Extract provided:
** BEGIN **
NEW YORK (The Blaze/AP) -- The New York City government has been fervent in its attempts to prevent churches from renting public schools for worship services. The back-and-forth between pastors and city leaders has been well-documented by The Blaze. On Wednesday, a federal appeals court rejected an attempt by New York City to keep churches out of its public schools while a judge decides whether a city law banning them from its school buildings can be enforced.

But the battle is from from over, as the 2nd U.S. Circuit Court of Appeals encouraged a lower court judge to act quickly after she ruled earlier this month that a small Bronx church can continue to meet in a public school for Sunday services, despite the city's threat to begin enforcing its ban on worship services in city schools. She later extended the order to include all of the roughly 40 churches meeting in public schools.

In a two-page order, the appeals court declined the city's request to block U.S. District Judge Loretta A. Preska from preventing enforcement while she hears the merits of a lawsuit brought by the Bronx Household of Faith.

She said the church was likely to win its First Amendment challenge and had demonstrated it would suffer irreparable harm if it could not continue to use Public School 15 for Sunday morning worship services.

The appeals court urged the judge to issue a final decision by mid-June so it can be resolved by the start of the new school year.
** END **
Supplied material:
** BEGIN **
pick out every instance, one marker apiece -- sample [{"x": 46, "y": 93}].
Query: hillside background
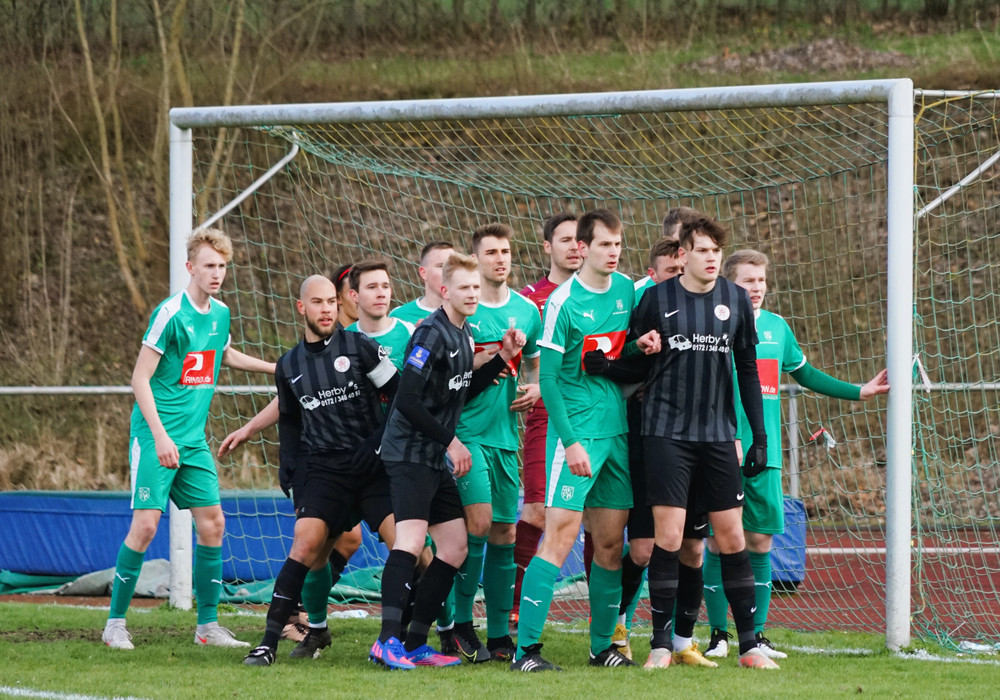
[{"x": 85, "y": 87}]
** END **
Tasks to carry out:
a: Decide whether each statement below agrees with the article on New York City churches meeting in public schools. Answer yes or no for each, and quote the words from the article that settle it.
(i) The appeals court granted the city's request to block Judge Preska.
(ii) Judge Preska extended her order to cover all of the roughly 40 churches meeting in public schools.
(iii) The appeals court asked the judge to reach a final decision by mid-June.
b: Pick up the article on New York City churches meeting in public schools and continue it from its final sentence.

The responses:
a:
(i) No: "the appeals court declined the city's request to block U.S. District Judge Loretta A. Preska"
(ii) Yes: "She later extended the order to include all of the roughly 40 churches meeting in public schools."
(iii) Yes: "The appeals court urged the judge to issue a final decision by mid-June"

b:
It noted that the case had been winding its way through the courts for a dozen years, though Preska ruled on areas that had not been addressed by earlier rulings.

Last June, the 2nd Circuit overturned an earlier Preska ruling against the city, saying the city excludes religious worship from its buildings but not "prayer, singing hymns, religious instruction, expression of religious devotion or the discussion of issues from a religious point of view." The U.S. Supreme Court declined to hear the case. The city permitted organizations staging church services to continue to use the schools until earlier this month.

In a statement, city senior counsel Jane Gordon called Wednesday's appeals order unusual but noted it called for a speedy conclusion to the litigation.

"We look forward to concluding this matter in accordance with the court's expedited time frame," she said.

A message left with an attorney for the church was not immediately returned.